### TASK DETAILS
Locate each line in the records below that contains the string "grass" and copy every such line in full. Case is significant.

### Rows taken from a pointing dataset
-- begin --

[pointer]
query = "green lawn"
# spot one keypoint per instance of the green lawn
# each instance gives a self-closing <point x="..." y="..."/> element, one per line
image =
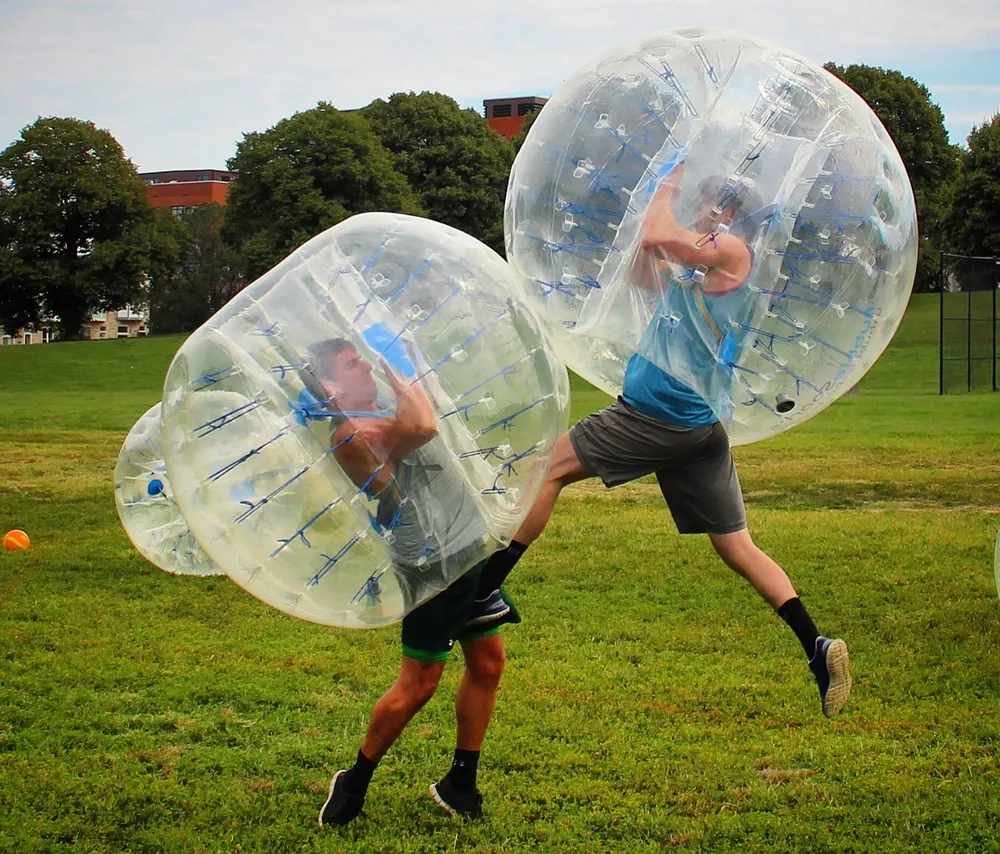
<point x="651" y="700"/>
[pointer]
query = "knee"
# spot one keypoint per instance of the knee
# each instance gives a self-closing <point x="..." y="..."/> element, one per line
<point x="424" y="687"/>
<point x="413" y="693"/>
<point x="736" y="550"/>
<point x="488" y="667"/>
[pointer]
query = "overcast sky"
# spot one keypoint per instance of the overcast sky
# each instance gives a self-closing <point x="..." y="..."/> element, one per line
<point x="179" y="82"/>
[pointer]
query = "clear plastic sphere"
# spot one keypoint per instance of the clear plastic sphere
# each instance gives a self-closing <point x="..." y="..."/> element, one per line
<point x="775" y="151"/>
<point x="276" y="414"/>
<point x="146" y="507"/>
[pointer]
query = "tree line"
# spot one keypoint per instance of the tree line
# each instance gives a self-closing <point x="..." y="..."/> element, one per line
<point x="78" y="233"/>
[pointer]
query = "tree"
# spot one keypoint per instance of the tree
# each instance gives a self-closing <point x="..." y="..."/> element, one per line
<point x="77" y="231"/>
<point x="206" y="275"/>
<point x="453" y="160"/>
<point x="973" y="225"/>
<point x="303" y="175"/>
<point x="916" y="125"/>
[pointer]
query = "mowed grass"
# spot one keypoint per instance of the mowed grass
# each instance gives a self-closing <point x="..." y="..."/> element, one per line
<point x="651" y="700"/>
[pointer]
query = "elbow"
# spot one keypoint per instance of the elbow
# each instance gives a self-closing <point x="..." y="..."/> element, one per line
<point x="422" y="431"/>
<point x="668" y="245"/>
<point x="428" y="431"/>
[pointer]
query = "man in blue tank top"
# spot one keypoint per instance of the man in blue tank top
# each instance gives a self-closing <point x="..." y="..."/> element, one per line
<point x="661" y="425"/>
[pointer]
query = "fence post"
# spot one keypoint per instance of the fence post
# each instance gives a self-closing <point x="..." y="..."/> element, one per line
<point x="941" y="328"/>
<point x="968" y="340"/>
<point x="995" y="263"/>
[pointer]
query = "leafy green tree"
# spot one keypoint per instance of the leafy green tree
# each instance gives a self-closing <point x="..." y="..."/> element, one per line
<point x="916" y="125"/>
<point x="974" y="224"/>
<point x="453" y="160"/>
<point x="303" y="175"/>
<point x="77" y="231"/>
<point x="205" y="279"/>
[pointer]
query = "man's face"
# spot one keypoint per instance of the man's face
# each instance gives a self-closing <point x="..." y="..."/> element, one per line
<point x="708" y="218"/>
<point x="350" y="381"/>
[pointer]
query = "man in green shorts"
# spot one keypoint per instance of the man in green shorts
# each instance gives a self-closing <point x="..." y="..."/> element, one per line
<point x="399" y="459"/>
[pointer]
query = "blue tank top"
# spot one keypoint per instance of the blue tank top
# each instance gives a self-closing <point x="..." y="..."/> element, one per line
<point x="679" y="372"/>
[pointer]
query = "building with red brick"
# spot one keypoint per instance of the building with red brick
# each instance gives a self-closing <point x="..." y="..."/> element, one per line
<point x="507" y="115"/>
<point x="186" y="189"/>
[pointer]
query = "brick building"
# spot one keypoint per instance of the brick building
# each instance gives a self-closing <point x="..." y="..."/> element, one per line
<point x="124" y="323"/>
<point x="506" y="115"/>
<point x="186" y="189"/>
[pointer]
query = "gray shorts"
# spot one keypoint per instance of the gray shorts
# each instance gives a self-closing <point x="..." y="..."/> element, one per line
<point x="693" y="465"/>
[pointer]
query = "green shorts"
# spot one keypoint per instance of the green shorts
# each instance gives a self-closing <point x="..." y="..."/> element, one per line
<point x="432" y="630"/>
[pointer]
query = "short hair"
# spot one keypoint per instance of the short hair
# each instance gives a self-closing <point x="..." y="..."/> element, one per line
<point x="743" y="201"/>
<point x="322" y="354"/>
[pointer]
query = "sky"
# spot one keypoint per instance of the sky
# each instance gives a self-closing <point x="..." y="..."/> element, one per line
<point x="180" y="82"/>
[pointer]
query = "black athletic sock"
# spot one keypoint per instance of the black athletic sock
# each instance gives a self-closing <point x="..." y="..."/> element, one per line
<point x="794" y="613"/>
<point x="498" y="567"/>
<point x="463" y="770"/>
<point x="357" y="779"/>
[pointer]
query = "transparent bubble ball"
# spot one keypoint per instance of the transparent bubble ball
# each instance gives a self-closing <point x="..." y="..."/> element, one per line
<point x="824" y="206"/>
<point x="146" y="507"/>
<point x="266" y="405"/>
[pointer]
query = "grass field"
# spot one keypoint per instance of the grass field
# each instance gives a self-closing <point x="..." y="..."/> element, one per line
<point x="651" y="700"/>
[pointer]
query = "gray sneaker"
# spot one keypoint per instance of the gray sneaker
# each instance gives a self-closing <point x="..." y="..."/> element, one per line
<point x="831" y="665"/>
<point x="489" y="610"/>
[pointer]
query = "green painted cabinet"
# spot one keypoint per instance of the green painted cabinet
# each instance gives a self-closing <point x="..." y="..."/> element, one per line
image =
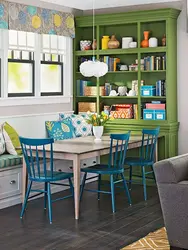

-- end --

### FINISHED EXERCISE
query = "mowed grass"
# spot one keypoint per instance of the mowed grass
query = "grass field"
# spot one keypoint per instance of the grass field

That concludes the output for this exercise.